WORK TASK: Type the records out again in full, exactly.

SOURCE RECORDS:
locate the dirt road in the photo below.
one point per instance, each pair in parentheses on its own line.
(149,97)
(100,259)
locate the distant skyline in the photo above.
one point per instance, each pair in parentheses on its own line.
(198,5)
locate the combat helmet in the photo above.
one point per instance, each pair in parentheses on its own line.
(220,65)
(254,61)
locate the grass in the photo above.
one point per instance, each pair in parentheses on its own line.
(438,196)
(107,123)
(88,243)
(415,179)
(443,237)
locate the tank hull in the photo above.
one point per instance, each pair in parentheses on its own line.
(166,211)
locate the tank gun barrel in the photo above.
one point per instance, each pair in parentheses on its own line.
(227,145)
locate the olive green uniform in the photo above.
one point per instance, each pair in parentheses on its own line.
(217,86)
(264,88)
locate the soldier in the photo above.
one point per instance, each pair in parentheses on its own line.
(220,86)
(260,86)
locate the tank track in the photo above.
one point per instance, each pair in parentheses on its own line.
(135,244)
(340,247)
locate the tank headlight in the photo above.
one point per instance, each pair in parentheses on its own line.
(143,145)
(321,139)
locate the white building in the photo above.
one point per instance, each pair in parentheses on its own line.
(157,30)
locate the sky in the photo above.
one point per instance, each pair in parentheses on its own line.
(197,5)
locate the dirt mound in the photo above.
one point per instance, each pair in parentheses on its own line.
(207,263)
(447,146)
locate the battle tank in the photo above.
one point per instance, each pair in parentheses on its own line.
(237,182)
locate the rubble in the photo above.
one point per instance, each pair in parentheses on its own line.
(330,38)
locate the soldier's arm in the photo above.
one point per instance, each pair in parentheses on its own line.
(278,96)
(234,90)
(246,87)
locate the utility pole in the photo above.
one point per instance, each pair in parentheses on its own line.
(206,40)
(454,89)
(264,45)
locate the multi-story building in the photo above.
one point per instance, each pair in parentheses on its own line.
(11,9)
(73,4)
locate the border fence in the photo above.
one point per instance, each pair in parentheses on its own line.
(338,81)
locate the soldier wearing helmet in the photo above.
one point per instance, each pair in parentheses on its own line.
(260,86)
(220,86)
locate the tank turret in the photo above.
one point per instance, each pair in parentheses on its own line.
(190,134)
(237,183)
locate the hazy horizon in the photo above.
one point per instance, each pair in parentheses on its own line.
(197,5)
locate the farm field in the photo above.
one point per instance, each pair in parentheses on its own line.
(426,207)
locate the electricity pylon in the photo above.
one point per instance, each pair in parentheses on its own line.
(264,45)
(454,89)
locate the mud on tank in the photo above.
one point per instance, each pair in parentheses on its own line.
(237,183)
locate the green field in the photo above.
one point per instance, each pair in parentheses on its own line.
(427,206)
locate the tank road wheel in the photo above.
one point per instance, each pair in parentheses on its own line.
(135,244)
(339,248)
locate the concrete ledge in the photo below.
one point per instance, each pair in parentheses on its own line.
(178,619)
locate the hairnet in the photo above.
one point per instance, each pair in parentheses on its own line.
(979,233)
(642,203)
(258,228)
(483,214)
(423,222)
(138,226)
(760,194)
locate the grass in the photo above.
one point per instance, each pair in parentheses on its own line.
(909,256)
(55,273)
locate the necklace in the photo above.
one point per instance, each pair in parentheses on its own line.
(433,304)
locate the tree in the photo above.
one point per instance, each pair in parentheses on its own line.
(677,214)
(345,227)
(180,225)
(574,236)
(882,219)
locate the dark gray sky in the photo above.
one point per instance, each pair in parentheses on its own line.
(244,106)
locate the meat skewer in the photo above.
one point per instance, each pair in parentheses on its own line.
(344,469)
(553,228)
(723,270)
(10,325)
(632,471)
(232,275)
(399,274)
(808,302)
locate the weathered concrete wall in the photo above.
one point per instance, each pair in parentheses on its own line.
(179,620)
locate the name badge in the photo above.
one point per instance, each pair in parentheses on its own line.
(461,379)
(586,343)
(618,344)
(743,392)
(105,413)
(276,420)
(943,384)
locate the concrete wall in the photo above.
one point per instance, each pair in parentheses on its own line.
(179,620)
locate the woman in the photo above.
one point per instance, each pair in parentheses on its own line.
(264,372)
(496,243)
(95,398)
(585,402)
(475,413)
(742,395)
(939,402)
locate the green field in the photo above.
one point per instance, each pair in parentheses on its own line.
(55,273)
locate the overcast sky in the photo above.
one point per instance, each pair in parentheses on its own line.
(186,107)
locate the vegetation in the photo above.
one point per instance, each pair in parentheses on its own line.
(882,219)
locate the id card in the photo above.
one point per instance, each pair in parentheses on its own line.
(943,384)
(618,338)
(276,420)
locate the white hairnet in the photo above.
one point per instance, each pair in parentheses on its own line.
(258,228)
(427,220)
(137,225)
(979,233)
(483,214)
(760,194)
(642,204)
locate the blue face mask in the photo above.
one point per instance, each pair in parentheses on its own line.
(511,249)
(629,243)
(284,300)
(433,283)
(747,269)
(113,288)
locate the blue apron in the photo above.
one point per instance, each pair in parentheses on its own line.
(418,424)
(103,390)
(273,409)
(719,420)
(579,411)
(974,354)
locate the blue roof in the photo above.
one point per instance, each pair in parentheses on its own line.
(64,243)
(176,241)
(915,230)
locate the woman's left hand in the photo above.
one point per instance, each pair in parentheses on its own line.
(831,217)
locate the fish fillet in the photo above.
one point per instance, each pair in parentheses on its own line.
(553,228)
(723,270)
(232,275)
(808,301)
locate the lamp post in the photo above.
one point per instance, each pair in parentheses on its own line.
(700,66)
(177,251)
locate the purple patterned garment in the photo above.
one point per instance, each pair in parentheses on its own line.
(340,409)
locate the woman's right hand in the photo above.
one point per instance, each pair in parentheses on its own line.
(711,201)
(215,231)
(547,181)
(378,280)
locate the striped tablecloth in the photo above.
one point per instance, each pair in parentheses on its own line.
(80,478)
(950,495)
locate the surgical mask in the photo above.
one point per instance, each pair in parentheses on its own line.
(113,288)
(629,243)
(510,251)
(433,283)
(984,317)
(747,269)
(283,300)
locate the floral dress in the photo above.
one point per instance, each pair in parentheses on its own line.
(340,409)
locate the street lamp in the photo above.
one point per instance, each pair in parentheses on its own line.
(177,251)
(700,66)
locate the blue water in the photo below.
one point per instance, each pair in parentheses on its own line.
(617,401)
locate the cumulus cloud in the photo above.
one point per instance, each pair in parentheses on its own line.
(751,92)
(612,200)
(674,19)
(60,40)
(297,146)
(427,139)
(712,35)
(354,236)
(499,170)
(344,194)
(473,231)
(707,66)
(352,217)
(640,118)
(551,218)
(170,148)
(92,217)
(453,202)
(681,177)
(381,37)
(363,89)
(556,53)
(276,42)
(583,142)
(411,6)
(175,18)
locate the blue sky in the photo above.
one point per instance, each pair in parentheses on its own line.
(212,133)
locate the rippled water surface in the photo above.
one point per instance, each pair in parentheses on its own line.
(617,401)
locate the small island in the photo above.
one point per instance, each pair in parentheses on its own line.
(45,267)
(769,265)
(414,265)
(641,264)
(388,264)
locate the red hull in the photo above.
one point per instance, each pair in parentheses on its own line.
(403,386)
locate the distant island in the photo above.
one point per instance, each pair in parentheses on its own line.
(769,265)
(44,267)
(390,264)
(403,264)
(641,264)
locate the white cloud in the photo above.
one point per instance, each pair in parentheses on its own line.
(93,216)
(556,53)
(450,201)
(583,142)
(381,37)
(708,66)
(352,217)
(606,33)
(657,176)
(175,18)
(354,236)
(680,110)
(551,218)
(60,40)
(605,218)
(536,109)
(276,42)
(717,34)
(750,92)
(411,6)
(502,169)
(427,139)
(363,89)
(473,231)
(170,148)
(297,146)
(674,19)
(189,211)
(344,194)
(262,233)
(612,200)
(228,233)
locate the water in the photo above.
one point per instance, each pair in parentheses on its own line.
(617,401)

RESPONSE:
locate the dirt road in the photo below.
one point per instance, each pair in parentheses on its own line.
(149,97)
(100,259)
locate the distant skyline in the photo above.
one point per instance, each pair in parentheses on its own line.
(198,5)
locate the combat helmet in the photo above.
one point per instance, each pair in parentheses on its own line.
(220,65)
(254,61)
locate the grass in the photo above.
one point per instance, each pair in parentheses on its own line.
(438,196)
(107,123)
(88,243)
(415,179)
(443,237)
locate the tank hull in the photo above.
one point per instance, each pair in parentheses on its own line.
(166,211)
locate the tank gun barrel in the photo above.
one point per instance, each pair in parentheses on its own line.
(227,145)
locate the olive green uniform in the photo above.
one point per instance, each pair in parentheses on its own line.
(217,86)
(264,88)
locate the soldier in the photo above.
one point per instance, each pair in parentheses on its own line.
(220,86)
(260,86)
locate the tank track in the photo above.
one point per instance, each pair in parentheses on its own line.
(135,244)
(340,247)
locate the tank headlight in the photo above.
one point per instance, each pair in parentheses on its own line.
(143,145)
(321,139)
locate the white building in the photo above.
one point per instance, each pair in parentheses on its own line.
(157,30)
locate the sky in the photo above.
one point per instance, each pair in parentheses on its own line.
(197,5)
locate the dirt mound in the photo above.
one point per instance, each pair in parentheses on its own line.
(207,263)
(447,146)
locate the battle tank in the photo above.
one point per instance, each pair in parentheses on its own line.
(237,182)
locate the rubble in the photo above.
one point per instance, each pair in parentheses on its own line.
(330,38)
locate the soldier's arm in the photo above.
one point per instance, each pair in parentheses on its own line.
(278,96)
(234,90)
(246,87)
locate the utility pole in the photo above.
one point per instance, each pair in parentheses on its own line.
(206,40)
(454,89)
(264,45)
locate the multi-story building in the photo above.
one point per instance, each pair in parentheses on its own line.
(11,9)
(73,4)
locate the border fence in the photo above.
one point per instance, each pair in parentheses on its own line.
(338,81)
locate the soldier wearing helmet in the photo above.
one point per instance, each pair in parentheses on its own line.
(260,86)
(220,86)
locate the tank turret in the photo above.
one point per instance, each pair in parentheses on its own line.
(190,134)
(237,183)
locate the hazy horizon in the photo above.
one point per instance, each pair in parentheses on its own line.
(197,5)
locate the farm field in the photo above.
one point per instance, each pair in parentheses on its own line.
(426,207)
locate the electricity pylon in the photo above.
one point per instance, each pair in parentheses on its own line.
(264,45)
(454,89)
locate the mud on tank in the photo above.
one point per instance, each pair in parentheses on its own line.
(237,183)
locate the green field in the photo above.
one point per instance, each pair in parentheses on its own line.
(427,206)
locate the tank road wheel in the photo above.
one point per instance, each pair in parentheses on its own line.
(135,244)
(339,248)
locate the concrete ledge in the photo below.
one point per instance, each pair in parentheses on its own line.
(178,619)
locate the hairnet in the photo above.
one point per instance, each pair in parentheses on its own line.
(979,233)
(642,203)
(258,228)
(483,214)
(423,222)
(138,226)
(760,194)
locate the grass in the photo above.
one point per instance, each pair in parentheses on its own line.
(909,256)
(55,273)
locate the necklace in the photo above.
one point per instance, each pair in parentheses on its own line.
(433,304)
locate the tree in the photo above.
one point per instance, each pair in parentheses on its own line.
(677,214)
(345,227)
(180,225)
(574,236)
(882,219)
locate the dark gray sky in the photo above.
one point per instance, each pair in parentheses on its own line.
(244,106)
locate the meat skewer in the photo above.
one point per instance, each pair in parentheses on its own line.
(344,469)
(553,228)
(723,270)
(10,325)
(632,471)
(232,275)
(399,274)
(808,302)
locate the weathered concrete wall in the photo above.
one point per instance, each pair in parentheses on its own line.
(179,620)
locate the name badge in the photo above.
one point per instance, each pair in parentheses on its own line.
(461,379)
(586,343)
(618,344)
(743,392)
(105,413)
(276,420)
(943,384)
locate the concrete wall in the photo above.
one point per instance, each pair in parentheses on its own line.
(179,620)
locate the woman in the photo above.
one point per instance, each pair in parentheses on its own line.
(264,372)
(496,243)
(95,398)
(585,402)
(475,413)
(742,395)
(939,402)
locate the green field in the photo above.
one point per instance, each pair in parentheses on its own line.
(55,273)
locate the overcast sky in the photo above.
one point per instance, each pair in parentheses on its own line.
(186,107)
locate the vegetation in the photo above.
one point per instance, each pair in parentheses on its own line.
(882,219)
locate the id card in the photo above.
one point per instance, each pair in parentheses on its own line.
(943,384)
(618,338)
(276,420)
locate the white hairnet in the photo above.
one point per instance, each pair in parentheses on its own line.
(258,228)
(427,220)
(137,225)
(979,233)
(483,214)
(760,194)
(642,204)
locate the blue face mask in the photo above.
one point per instance, each pair in parentheses on its own line.
(511,249)
(629,243)
(284,300)
(433,283)
(747,269)
(113,288)
locate the blue apron in the photo above.
one point per instance, each pair in parentheses on its own line.
(418,424)
(103,390)
(273,409)
(719,420)
(579,411)
(974,354)
locate the blue roof in the photo above.
one point per instance, each pair in parentheses on its own line.
(64,243)
(176,241)
(915,230)
locate the woman's left hand in the photo above.
one point per instance, each pair in parentheses on its own line.
(831,217)
locate the fish fillet in the photo above.
one point per instance, each pair in parentheses on its own line.
(553,228)
(723,270)
(232,275)
(808,301)
locate the lamp post in the photo above.
one point per instance, each pair in parentheses on its own line.
(700,66)
(177,251)
locate the purple patterned garment in the photo above.
one point per instance, each pair in parentheses on its own line.
(340,409)
locate the woman's right hand in the photo above.
one point per instance, each pair in parentheses on its own line.
(711,201)
(215,231)
(547,181)
(378,280)
locate the striped tablecloth in the photo above.
one point per instance, each pair in parentheses on its own line.
(80,478)
(950,495)
locate the surgical mask in the photo above.
one point per instance, each pair in parentheses on its own line.
(113,288)
(629,243)
(510,251)
(433,283)
(984,317)
(747,269)
(283,300)
locate the floral dress in the photo above.
one point per instance, each pair in parentheses on its own line.
(340,409)
locate the street lamp in the photo above.
one point per instance, each pair in parentheses on its own line.
(177,251)
(700,66)
locate the blue water in the photo below.
one point per instance, each pair in parentheses on its own line.
(617,401)
locate the cumulus cloud in the photo above.
one point per instance, each pair in parentheses on its own line.
(751,92)
(612,200)
(674,19)
(60,40)
(297,146)
(427,139)
(712,35)
(354,236)
(499,170)
(344,194)
(473,231)
(707,66)
(352,217)
(640,118)
(551,218)
(170,148)
(92,217)
(453,202)
(681,177)
(381,37)
(363,89)
(556,53)
(276,42)
(583,142)
(411,6)
(175,18)
locate the blue sky in the photo above.
one point per instance, each pair in parentheses on its own line.
(212,133)
locate the rippled water surface in the photo above.
one point per instance, each pair in parentheses on its own line.
(617,401)
locate the small island in the photo above.
one point per instance, each pair in parentheses on its own line.
(45,267)
(769,265)
(414,265)
(641,264)
(388,264)
locate the red hull in the photo above.
one point per instance, each pair in parentheses on its own line.
(403,386)
locate the distant island in the photo above.
one point per instance, each pair in parentheses on its own line.
(769,265)
(44,267)
(390,264)
(403,264)
(641,264)
locate the white cloud in the photo above.
one point per instance, each pair in parentheses on its own line.
(93,216)
(556,53)
(450,201)
(583,142)
(381,37)
(708,66)
(352,217)
(606,33)
(657,176)
(175,18)
(354,236)
(680,110)
(551,218)
(60,40)
(605,218)
(536,109)
(276,42)
(717,34)
(750,92)
(411,6)
(502,169)
(427,139)
(363,89)
(473,231)
(170,148)
(297,146)
(674,19)
(189,211)
(344,194)
(262,233)
(612,200)
(228,233)
locate the water in the photo above.
one point per instance, each pair in parentheses on its own line.
(617,401)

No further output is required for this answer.